Schreiben Sie die folgenden Datensätze neu und setzen Sie dabei überall „screenshot“ anstelle von „interface“ ein. Alles Übrige bleibt unverändert.

- GEGEBENE DATEN
* * * * *
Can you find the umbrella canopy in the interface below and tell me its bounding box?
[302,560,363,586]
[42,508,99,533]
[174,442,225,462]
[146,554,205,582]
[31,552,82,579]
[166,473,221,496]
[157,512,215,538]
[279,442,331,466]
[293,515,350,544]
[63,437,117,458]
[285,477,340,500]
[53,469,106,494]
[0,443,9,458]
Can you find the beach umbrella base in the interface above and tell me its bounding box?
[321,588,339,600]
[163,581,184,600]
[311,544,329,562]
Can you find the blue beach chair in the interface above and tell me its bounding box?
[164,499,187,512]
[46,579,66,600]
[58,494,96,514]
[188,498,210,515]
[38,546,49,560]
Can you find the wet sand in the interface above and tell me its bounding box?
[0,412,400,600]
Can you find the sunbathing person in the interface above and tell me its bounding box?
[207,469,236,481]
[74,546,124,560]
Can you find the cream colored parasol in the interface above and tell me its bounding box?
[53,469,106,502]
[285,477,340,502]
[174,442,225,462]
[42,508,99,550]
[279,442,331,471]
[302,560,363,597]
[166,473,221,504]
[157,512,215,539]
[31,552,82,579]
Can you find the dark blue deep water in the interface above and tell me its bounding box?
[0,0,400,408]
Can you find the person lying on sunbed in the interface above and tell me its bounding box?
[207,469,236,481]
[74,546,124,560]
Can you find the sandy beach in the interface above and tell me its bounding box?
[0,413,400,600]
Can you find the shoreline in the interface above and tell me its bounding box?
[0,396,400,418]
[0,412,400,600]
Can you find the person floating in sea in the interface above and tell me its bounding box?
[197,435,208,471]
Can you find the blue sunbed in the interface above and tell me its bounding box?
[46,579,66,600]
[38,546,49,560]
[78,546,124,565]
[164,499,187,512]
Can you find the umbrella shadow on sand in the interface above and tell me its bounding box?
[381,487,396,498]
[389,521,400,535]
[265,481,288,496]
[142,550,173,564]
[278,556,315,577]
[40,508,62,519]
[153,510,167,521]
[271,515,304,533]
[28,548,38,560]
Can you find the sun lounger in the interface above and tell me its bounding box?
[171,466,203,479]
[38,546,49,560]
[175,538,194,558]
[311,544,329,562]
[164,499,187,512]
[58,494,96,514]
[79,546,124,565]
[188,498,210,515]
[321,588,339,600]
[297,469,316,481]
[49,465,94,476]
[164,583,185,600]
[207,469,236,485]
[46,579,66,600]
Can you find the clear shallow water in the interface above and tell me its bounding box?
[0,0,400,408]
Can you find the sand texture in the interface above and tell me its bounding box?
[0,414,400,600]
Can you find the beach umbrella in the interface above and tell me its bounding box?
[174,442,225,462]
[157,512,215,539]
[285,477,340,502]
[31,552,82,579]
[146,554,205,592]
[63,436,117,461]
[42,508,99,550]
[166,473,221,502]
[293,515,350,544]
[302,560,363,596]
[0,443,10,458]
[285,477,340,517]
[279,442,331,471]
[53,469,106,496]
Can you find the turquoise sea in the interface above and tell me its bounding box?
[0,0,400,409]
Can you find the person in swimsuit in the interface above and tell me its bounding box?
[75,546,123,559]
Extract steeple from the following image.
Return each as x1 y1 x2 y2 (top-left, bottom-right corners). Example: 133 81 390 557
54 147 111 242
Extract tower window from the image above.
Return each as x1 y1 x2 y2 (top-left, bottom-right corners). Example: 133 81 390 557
* * * * *
- MUSTERLÖSUNG
Can you find the umbrella canopy in the screenshot below and tell me its bounding box?
[302,560,363,586]
[42,508,99,533]
[174,442,225,462]
[146,554,205,582]
[31,552,82,579]
[166,473,221,496]
[157,512,215,538]
[279,442,331,466]
[293,515,350,544]
[63,437,117,458]
[285,477,340,500]
[53,469,106,494]
[0,443,9,458]
Can you find the beach umbrella base in the screenshot above and tell me its bounding box?
[321,588,339,600]
[163,581,184,600]
[311,544,329,562]
Can you find the blue beach chair in the screenshot above and tell me its bounding box?
[164,499,187,512]
[46,579,66,600]
[58,494,96,514]
[188,498,210,515]
[38,546,49,560]
Can you find the wet sand in the screenshot above and tell me its bounding box?
[0,412,400,600]
Can you find the sunbathing person in the screenshot above and tell me its bounding box?
[207,469,236,481]
[74,546,124,560]
Can you find the cream colored parasol in the screenshot above and tell me its bounding box?
[53,469,106,502]
[285,477,340,502]
[174,442,225,462]
[42,508,99,550]
[279,442,331,471]
[302,560,363,597]
[166,473,221,504]
[157,512,215,539]
[31,552,82,579]
Can you find the dark blue deep water in the screenshot above and tell me its bounding box?
[0,0,400,408]
Can you find the person lying on sunbed in the screenshot above and tell me its bounding box?
[207,469,236,481]
[74,546,124,560]
Can you find the sandy beach in the screenshot above and tell me its bounding box?
[0,413,400,600]
Can you find the shoreline in the screenshot above and tell me its bounding box?
[0,396,400,418]
[0,412,400,600]
Can you find the person floating in sea in the screenshot above and tell me its bounding box?
[197,435,208,471]
Can you find the blue sunbed in the screenshot above and tell me its bounding box?
[46,579,66,600]
[38,546,49,560]
[78,546,124,565]
[164,499,187,512]
Can you find the umbrella shadow on sand in the screenshot above and tell me its bounding box?
[381,487,396,498]
[389,521,400,535]
[265,481,288,496]
[142,550,173,564]
[278,556,315,577]
[40,508,62,519]
[153,510,167,521]
[271,515,304,533]
[28,548,38,560]
Can you find the sun lounger in the screenshot above and tell me its bounding box?
[171,466,203,479]
[38,546,49,560]
[175,538,194,558]
[311,544,329,562]
[164,499,187,512]
[58,494,96,514]
[79,546,124,565]
[188,498,210,515]
[321,588,339,600]
[297,469,316,481]
[49,465,94,476]
[164,583,185,600]
[207,469,236,485]
[46,579,66,600]
Can you find the clear shallow water in the screenshot above and tell me its bounding box?
[0,0,400,408]
Can you find the sand texture in the screenshot above and tell me its bounding box?
[0,414,400,600]
Can you find the beach umbrella in the screenshot above and tell me its bounding box?
[174,442,225,462]
[157,512,215,539]
[285,477,340,502]
[31,552,82,579]
[146,554,205,592]
[63,436,117,461]
[42,508,99,550]
[166,473,221,502]
[293,515,350,544]
[302,560,363,596]
[0,443,10,458]
[285,477,340,517]
[279,442,331,471]
[53,469,106,496]
Can you find the turquoise sea in the screenshot above and tell me its bounding box?
[0,0,400,409]
Can you find the person in swimsuit in the screenshot above and tell me its bounding box?
[75,546,123,559]
Extract steeple from the following image.
Return each as x1 y1 x2 y2 (top-left, bottom-right corners). Example: 133 81 390 557
54 147 111 242
Extract tower window from the image above.
Return each as x1 y1 x2 y2 (top-left, bottom-right corners). Example: 133 81 390 557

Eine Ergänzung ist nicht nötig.